Возле Армантьера на фабрике шла работа. Показались немецкие гусары. Стреляли. Работницы оставались у станков. Сейчас снаряд может попасть в здание. И потом, кому теперь нужен этот тонкий батист? Все равно — наше дело работать. Германский офицер:

— Убирайтесь все! Вас могут убить здесь.

Но работницы дружным хором:

— Мы уйдем как всегда — в шесть часов.

Когда началась эвакуация Вердена, жителям окрестных деревень приказали покинуть родные места. До этого дня они оставались под обстрелом; рискуя жизнью, они продолжали свои обычные дела.

Но, услышав приказ, возмутились:

— Не хотим ехать.

— Да ведь вы погибнете здесь вместе с вашими фермами.

— Когда еще… а пока картошку копать надо, не время теперь уезжать.

В Пикардии я видел старого мельника. У самой мельницы стояла английская батарея. Мельник как будто не замечал ни работы артиллеристов, ни немецких снарядов, разрывавшихся в ста шагах от него. Он заботился только о том, чтобы солдаты не вытирали рук о чистые мешки. Он интересовался только тем, когда снова можно будет пустить мельницу.

X

Ипр. Просторная площадь перед разрушенными сводами рынка. Случайно уцелевшая статуя средневековой дамы попрежнему задумчиво улыбается среди зияющих дыр и обгорелых сводов. Каждые пять минут тяжелый снаряд с рокотом и гулом падает на мертвый город. Жителей давно нет, а солдаты прячутся в погребах и землянках. Но по средине площади, рассматривая развалины, мирно беседуют два английских солдата.

— Эти рынки и здания суда в Руане — лучшие образцы гражданского зодчества готики.

— О, да! Я очень рад, что попал в Ипр. Надеюсь, что удастся побывать и в Руане.

Рвется снаряд, но они, не шелохнувшись, что-то записывают в свои книжечки.

В Амьене только что прибывшие с позиций шотландские стрелки разглядывают какой-то памятник.

— Скажите пожалуйста, кому он поставлен?

Француз солдат в удивлении даже отплевывается:

— А кто его знает? Стоит.

Англичане спрашивают:

— А как пройти в собор? А когда его можно осматривать?

Идут, шагая под холодным колючим дождем. Француз недоумевает:

— Чудной народ! Другие вернутся, в кафе пойдут, к девицам. А эти — прямо или в собор или в музей. Станут у дверей и стрекочут. Ну, что тут занятного?

* _ЗАДАНИЯ_:
• A. Ответьте по тексту:
(i) Когда, по словам работниц фабрики возле Армантьера, они уйдут?
(ii) О чём заботился старый мельник в Пикардии?
(iii) Куда, по словам француза, сразу идут англичане?
• B. Оформите все записи в виде таблицы Markdown с колонками «№» и «Строка». В первую колонку поставьте номер строки, во вторую саму строку, пустые строки пропустите.
Записи никак не связаны с текстом.

* _ПРЕДОСТАВЛЕННЫЕ ЗАПИСИ_:
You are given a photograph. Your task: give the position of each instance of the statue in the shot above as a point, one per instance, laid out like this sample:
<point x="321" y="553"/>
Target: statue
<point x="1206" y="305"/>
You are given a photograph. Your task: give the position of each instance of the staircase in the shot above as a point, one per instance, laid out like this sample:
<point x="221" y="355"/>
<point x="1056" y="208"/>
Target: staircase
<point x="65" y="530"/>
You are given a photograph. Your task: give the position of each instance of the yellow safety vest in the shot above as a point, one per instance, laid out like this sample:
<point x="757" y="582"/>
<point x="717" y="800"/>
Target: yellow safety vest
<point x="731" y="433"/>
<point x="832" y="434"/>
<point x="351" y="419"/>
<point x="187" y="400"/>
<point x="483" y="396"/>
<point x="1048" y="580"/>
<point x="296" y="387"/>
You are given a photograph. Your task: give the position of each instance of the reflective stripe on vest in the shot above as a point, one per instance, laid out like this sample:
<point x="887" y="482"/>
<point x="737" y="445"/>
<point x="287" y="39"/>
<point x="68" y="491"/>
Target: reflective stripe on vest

* _ОТВЕТЫ_:
• A.
(i) Как всегда, в шесть часов.
(ii) О том, чтобы солдаты не вытирали рук о чистые мешки.
(iii) В собор или в музей.

• B.
| № | Строка |
|---|---|
| 1 | You are given a photograph. Your task: give the position of each instance of the statue in the shot above as a point, one per instance, laid out like this sample: |
| 2 | <point x="321" y="553"/> |
| 3 | Target: statue |
| 4 | <point x="1206" y="305"/> |
| 5 | You are given a photograph. Your task: give the position of each instance of the staircase in the shot above as a point, one per instance, laid out like this sample: |
| 6 | <point x="221" y="355"/> |
| 7 | <point x="1056" y="208"/> |
| 8 | Target: staircase |
| 9 | <point x="65" y="530"/> |
| 10 | You are given a photograph. Your task: give the position of each instance of the yellow safety vest in the shot above as a point, one per instance, laid out like this sample: |
| 11 | <point x="757" y="582"/> |
| 12 | <point x="717" y="800"/> |
| 13 | Target: yellow safety vest |
| 14 | <point x="731" y="433"/> |
| 15 | <point x="832" y="434"/> |
| 16 | <point x="351" y="419"/> |
| 17 | <point x="187" y="400"/> |
| 18 | <point x="483" y="396"/> |
| 19 | <point x="1048" y="580"/> |
| 20 | <point x="296" y="387"/> |
| 21 | You are given a photograph. Your task: give the position of each instance of the reflective stripe on vest in the shot above as a point, one per instance, laid out like this sample: |
| 22 | <point x="887" y="482"/> |
| 23 | <point x="737" y="445"/> |
| 24 | <point x="287" y="39"/> |
| 25 | <point x="68" y="491"/> |
| 26 | Target: reflective stripe on vest |